WHAT THIS TASK INVOLVES
Reproduce every one of the records below word for word, from the first line through the last.

LISTING
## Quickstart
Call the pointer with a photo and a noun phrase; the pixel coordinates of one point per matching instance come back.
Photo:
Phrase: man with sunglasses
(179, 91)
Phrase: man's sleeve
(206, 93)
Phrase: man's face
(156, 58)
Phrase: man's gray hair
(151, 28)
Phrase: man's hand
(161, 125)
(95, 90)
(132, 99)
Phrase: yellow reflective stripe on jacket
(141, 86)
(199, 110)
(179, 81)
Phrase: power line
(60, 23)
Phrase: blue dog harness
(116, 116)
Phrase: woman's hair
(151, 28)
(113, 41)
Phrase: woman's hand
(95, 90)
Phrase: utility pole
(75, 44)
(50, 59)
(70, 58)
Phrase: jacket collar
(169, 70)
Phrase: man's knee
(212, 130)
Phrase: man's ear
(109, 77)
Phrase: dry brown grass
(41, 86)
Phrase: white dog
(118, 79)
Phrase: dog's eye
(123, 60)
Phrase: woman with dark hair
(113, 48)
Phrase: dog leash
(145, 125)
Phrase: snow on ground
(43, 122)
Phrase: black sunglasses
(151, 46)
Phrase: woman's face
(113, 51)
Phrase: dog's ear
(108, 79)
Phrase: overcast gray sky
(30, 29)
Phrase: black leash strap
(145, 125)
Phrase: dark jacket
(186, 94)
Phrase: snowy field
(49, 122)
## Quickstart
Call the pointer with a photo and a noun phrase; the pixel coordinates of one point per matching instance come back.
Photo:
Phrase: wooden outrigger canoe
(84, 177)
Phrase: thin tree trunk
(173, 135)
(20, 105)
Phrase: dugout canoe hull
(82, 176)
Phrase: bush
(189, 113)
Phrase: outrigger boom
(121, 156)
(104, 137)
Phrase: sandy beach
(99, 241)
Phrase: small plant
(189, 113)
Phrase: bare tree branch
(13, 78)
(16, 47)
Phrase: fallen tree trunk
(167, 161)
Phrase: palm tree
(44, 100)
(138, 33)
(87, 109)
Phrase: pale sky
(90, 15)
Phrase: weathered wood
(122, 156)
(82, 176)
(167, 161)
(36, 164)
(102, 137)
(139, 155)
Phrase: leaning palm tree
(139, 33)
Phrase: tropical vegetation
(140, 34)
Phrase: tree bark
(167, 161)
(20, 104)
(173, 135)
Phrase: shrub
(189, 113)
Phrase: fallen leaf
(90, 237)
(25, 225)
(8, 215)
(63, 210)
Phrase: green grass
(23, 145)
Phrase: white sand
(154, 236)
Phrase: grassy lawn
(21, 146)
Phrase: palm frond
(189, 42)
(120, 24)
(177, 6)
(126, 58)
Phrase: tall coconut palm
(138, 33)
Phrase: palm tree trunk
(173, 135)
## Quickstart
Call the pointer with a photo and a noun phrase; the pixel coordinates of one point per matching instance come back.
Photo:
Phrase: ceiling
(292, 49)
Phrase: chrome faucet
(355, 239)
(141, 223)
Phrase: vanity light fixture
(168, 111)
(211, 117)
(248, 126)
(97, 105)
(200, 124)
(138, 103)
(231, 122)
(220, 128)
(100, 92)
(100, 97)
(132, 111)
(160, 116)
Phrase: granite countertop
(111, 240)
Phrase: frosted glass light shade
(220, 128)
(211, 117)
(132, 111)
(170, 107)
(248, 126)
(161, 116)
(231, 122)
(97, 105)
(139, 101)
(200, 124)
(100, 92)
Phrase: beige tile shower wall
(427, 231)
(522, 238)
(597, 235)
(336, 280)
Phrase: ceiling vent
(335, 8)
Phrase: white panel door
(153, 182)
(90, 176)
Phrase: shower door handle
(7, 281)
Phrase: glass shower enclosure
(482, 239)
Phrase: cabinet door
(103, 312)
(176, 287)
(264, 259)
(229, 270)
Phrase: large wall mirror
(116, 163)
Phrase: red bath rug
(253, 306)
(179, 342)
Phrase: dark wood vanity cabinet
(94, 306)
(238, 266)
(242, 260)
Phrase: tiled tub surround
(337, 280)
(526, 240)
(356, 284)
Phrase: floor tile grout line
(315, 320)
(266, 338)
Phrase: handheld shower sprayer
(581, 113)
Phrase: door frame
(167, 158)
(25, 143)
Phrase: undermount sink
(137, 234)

TASK RESULT
## Quickstart
Call the pointer with a photo and a noun phrase; the pixel coordinates of one point per matching instance come back.
Photo:
Phrase: man with sunglasses
(179, 91)
Phrase: man's sleeve
(206, 93)
Phrase: man's face
(156, 58)
Phrase: man's gray hair
(151, 28)
Phrase: man's hand
(161, 125)
(95, 90)
(132, 99)
Phrase: yellow reflective stripe on jacket
(141, 86)
(199, 110)
(179, 81)
Phrase: power line
(60, 23)
Phrase: blue dog harness
(116, 116)
Phrase: woman's hair
(151, 28)
(113, 41)
Phrase: woman's hand
(95, 90)
Phrase: utility pole
(75, 44)
(50, 59)
(70, 58)
Phrase: jacket collar
(169, 70)
Phrase: man's knee
(212, 130)
Phrase: man's ear
(109, 77)
Phrase: dry brown grass
(41, 86)
Phrase: white dog
(118, 79)
Phrase: dog's eye
(123, 60)
Phrase: woman with dark hair
(113, 48)
Phrase: dog leash
(145, 125)
Phrase: snow on ground
(43, 122)
Phrase: black sunglasses
(151, 46)
Phrase: woman's face
(113, 51)
Phrase: dog's ear
(108, 79)
Phrase: overcast gray sky
(30, 29)
Phrase: black leash strap
(145, 125)
Phrase: dark jacket
(186, 94)
Phrase: snowy field
(49, 122)
## Quickstart
Call the pointer with a photo and a noun phrase; the pixel coordinates of one point per matching instance come back.
Photo:
Phrase: wooden outrigger canoe
(84, 177)
Phrase: thin tree trunk
(173, 135)
(20, 105)
Phrase: dugout canoe hull
(82, 176)
Phrase: bush
(189, 113)
Phrase: outrigger boom
(121, 156)
(104, 137)
Phrase: sandy beach
(99, 241)
Phrase: small plant
(189, 113)
Phrase: bare tree branch
(13, 78)
(16, 47)
Phrase: fallen tree trunk
(167, 161)
Phrase: palm tree
(44, 100)
(138, 33)
(87, 109)
Phrase: pale sky
(90, 15)
Phrase: weathered wood
(122, 156)
(82, 176)
(167, 161)
(36, 164)
(102, 137)
(139, 155)
Phrase: leaning palm tree
(139, 33)
Phrase: tropical vegetation
(140, 34)
Phrase: tree bark
(167, 161)
(20, 104)
(173, 135)
Phrase: shrub
(189, 113)
Phrase: fallen leaf
(90, 237)
(25, 225)
(8, 215)
(63, 210)
Phrase: green grass
(23, 145)
Phrase: white sand
(154, 236)
Phrase: grassy lawn
(21, 146)
Phrase: palm frond
(189, 42)
(120, 24)
(177, 6)
(126, 58)
Phrase: tall coconut palm
(138, 33)
Phrase: palm tree trunk
(173, 135)
## Quickstart
Call the pointer with a photo and a noun phrase; the pixel coordinates of one point per matching instance come back.
Photo:
Phrase: ceiling
(292, 49)
Phrase: chrome faucet
(355, 239)
(141, 223)
Phrase: vanity light fixture
(168, 111)
(211, 117)
(248, 126)
(97, 105)
(200, 124)
(138, 103)
(231, 122)
(220, 128)
(100, 92)
(100, 97)
(132, 111)
(160, 116)
Phrase: granite countertop
(111, 240)
Phrase: frosted glass light shade
(220, 128)
(211, 117)
(132, 111)
(170, 107)
(248, 126)
(161, 116)
(231, 122)
(97, 105)
(139, 101)
(200, 124)
(100, 92)
Phrase: beige tile shower wall
(427, 231)
(522, 238)
(597, 235)
(336, 280)
Phrase: ceiling vent
(335, 8)
Phrase: white panel door
(153, 182)
(90, 176)
Phrase: shower door handle
(7, 281)
Phrase: glass shower enclosure
(482, 239)
Phrase: cabinet door
(103, 312)
(176, 287)
(264, 259)
(229, 270)
Phrase: large wall mirror
(116, 163)
Phrase: red bath rug
(253, 306)
(179, 342)
Phrase: dark wood vanity cabinet
(94, 306)
(238, 266)
(242, 260)
Phrase: tiled tub surround
(337, 280)
(526, 240)
(356, 284)
Phrase: floor tile grout line
(315, 320)
(266, 338)
Phrase: handheld shower sprayer
(581, 113)
Phrase: door frame
(167, 158)
(25, 143)
Phrase: undermount sink
(137, 234)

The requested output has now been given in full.